◆ EXERCISE TASK: From the data below, pull out each line that has the word "window" in it.

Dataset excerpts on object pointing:
┌──
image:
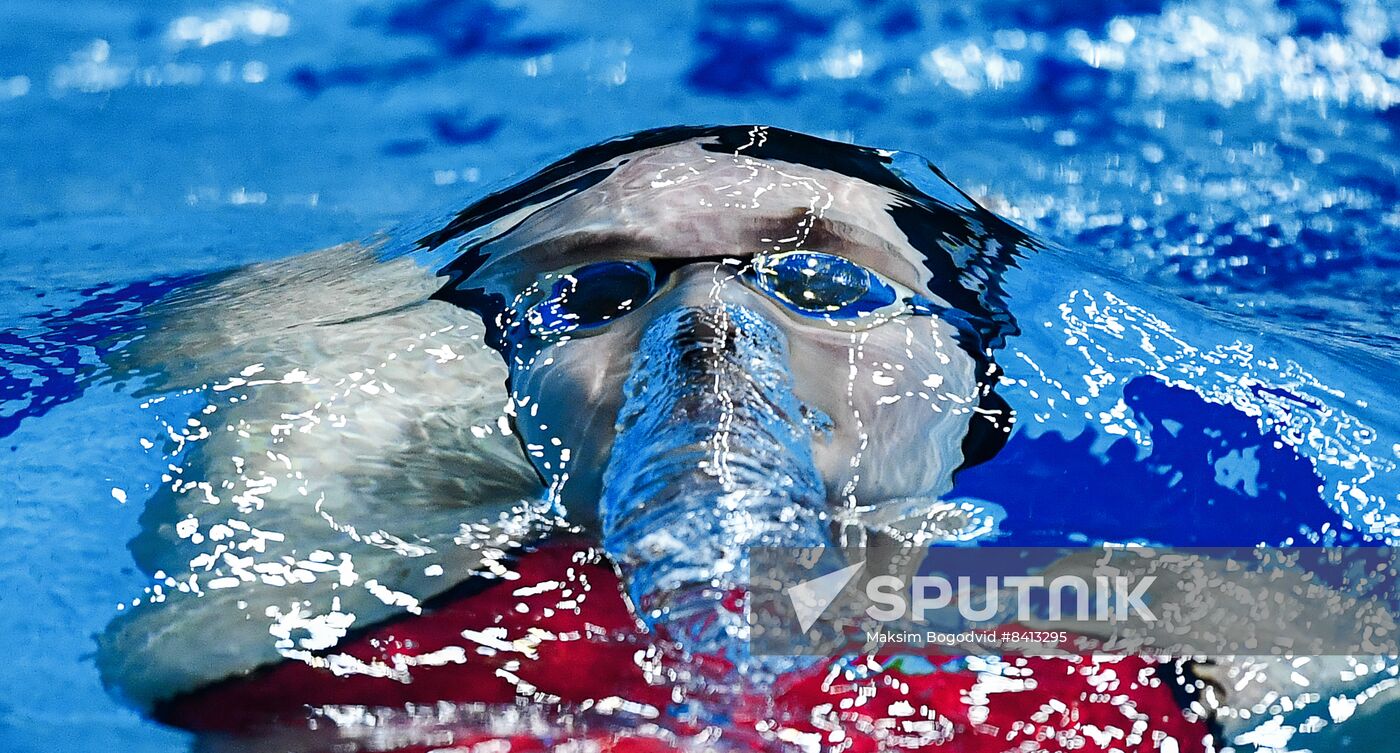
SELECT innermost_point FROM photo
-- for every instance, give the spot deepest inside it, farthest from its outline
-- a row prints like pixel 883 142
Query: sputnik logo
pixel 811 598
└──
┌──
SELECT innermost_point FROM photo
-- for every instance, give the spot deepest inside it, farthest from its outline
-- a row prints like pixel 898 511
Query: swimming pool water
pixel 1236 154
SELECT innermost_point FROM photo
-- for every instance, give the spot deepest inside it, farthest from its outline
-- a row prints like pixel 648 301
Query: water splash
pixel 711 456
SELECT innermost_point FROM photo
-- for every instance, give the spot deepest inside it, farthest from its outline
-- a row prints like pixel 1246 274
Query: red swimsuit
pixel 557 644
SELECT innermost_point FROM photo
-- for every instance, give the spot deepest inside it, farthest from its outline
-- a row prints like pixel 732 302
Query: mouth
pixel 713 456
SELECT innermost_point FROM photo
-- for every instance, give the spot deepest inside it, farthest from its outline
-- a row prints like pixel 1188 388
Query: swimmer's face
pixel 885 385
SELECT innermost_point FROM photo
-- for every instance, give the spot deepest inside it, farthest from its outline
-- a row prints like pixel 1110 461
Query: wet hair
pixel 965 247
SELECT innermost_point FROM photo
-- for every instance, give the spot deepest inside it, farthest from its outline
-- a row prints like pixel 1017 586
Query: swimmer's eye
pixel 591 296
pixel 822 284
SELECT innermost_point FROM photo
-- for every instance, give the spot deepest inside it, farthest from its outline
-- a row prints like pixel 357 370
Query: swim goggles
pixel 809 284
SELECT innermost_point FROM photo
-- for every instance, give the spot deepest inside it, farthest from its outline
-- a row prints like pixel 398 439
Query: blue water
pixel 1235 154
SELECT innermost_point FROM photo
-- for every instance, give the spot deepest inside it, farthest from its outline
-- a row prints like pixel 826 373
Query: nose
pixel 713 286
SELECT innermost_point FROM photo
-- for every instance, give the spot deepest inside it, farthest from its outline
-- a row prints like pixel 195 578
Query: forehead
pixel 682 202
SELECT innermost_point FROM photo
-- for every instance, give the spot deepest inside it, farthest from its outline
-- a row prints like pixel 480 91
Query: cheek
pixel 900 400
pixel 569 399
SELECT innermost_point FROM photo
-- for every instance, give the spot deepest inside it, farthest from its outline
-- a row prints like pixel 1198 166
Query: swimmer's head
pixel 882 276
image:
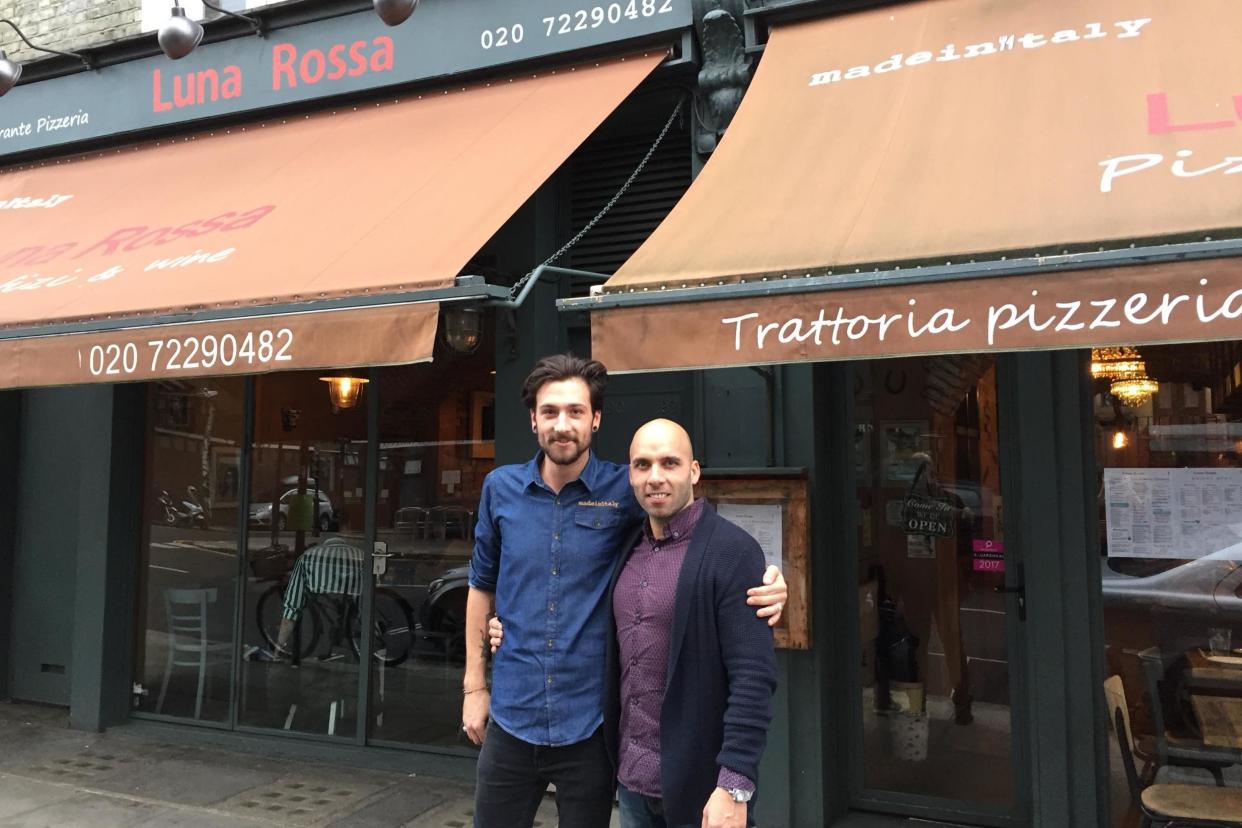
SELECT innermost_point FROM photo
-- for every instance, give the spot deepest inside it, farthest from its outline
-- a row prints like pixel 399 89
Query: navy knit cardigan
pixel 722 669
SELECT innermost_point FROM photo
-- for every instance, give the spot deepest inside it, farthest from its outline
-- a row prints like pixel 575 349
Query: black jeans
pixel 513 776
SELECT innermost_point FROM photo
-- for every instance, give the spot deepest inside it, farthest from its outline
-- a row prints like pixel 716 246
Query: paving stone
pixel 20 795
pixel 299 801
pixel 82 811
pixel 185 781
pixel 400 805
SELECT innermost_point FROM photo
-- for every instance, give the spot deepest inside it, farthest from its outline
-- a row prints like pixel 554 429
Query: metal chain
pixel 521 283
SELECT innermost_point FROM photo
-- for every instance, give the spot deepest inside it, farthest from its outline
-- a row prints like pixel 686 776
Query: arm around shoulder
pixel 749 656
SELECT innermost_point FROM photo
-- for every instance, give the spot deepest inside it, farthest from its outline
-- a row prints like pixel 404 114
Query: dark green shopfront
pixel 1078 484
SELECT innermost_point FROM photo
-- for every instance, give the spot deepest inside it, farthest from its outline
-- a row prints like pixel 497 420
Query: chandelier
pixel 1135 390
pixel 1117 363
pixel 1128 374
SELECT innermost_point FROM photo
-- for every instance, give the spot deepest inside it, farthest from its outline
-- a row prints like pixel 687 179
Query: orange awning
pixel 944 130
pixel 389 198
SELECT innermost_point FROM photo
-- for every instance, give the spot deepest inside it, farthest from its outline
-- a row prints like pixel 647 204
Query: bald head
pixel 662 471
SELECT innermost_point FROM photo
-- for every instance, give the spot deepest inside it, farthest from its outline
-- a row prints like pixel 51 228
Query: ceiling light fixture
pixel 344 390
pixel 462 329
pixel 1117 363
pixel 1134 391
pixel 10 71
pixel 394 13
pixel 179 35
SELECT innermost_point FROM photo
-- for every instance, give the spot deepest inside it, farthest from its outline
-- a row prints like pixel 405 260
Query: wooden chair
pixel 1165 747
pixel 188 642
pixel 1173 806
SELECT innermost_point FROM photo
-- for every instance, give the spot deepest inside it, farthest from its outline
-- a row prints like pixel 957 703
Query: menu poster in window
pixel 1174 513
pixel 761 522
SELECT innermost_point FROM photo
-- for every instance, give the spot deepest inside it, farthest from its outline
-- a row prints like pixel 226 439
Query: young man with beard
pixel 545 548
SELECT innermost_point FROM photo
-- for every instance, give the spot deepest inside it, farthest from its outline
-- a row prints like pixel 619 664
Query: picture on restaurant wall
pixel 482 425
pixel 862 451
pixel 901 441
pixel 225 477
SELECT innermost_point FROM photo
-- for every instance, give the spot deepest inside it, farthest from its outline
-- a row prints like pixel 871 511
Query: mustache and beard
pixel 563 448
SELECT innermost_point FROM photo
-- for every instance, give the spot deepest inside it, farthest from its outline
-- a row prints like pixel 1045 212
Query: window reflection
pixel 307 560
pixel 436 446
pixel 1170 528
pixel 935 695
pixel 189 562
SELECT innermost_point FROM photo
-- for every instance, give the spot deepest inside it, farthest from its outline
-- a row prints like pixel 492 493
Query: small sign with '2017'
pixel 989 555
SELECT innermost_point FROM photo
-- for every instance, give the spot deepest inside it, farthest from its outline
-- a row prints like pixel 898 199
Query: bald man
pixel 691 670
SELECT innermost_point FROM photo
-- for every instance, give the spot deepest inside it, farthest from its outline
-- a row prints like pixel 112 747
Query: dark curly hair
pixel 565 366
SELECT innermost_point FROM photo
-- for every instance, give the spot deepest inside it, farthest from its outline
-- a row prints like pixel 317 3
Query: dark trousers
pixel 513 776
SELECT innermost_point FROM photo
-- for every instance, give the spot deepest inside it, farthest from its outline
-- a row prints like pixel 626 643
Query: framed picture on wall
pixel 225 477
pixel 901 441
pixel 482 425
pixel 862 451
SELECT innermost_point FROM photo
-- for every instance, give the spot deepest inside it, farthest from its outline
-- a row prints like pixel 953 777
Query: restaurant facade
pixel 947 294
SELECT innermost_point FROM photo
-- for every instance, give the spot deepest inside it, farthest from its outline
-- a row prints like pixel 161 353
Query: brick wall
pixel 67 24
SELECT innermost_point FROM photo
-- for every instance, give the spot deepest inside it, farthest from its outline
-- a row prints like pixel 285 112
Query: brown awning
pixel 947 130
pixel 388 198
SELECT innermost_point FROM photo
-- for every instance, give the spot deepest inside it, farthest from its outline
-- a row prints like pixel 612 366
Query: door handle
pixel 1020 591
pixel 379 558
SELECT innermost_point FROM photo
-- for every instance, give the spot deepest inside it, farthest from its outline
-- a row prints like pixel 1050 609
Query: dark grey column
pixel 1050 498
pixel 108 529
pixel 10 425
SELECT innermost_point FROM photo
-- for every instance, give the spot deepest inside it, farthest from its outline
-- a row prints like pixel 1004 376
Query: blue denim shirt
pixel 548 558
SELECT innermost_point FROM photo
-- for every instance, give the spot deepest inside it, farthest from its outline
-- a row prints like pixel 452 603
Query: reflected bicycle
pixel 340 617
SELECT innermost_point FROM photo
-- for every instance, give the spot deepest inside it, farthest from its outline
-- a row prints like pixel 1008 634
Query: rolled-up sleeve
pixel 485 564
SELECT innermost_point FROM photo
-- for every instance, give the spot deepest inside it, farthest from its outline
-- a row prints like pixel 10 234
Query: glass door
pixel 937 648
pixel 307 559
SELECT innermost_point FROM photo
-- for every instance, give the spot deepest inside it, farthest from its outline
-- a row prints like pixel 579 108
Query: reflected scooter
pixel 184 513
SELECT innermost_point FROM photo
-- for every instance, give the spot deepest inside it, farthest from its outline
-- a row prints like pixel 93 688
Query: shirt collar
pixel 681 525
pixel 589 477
└──
◆ ANSWER TO THE PROBLEM:
Query: menu poster in window
Query: window reflection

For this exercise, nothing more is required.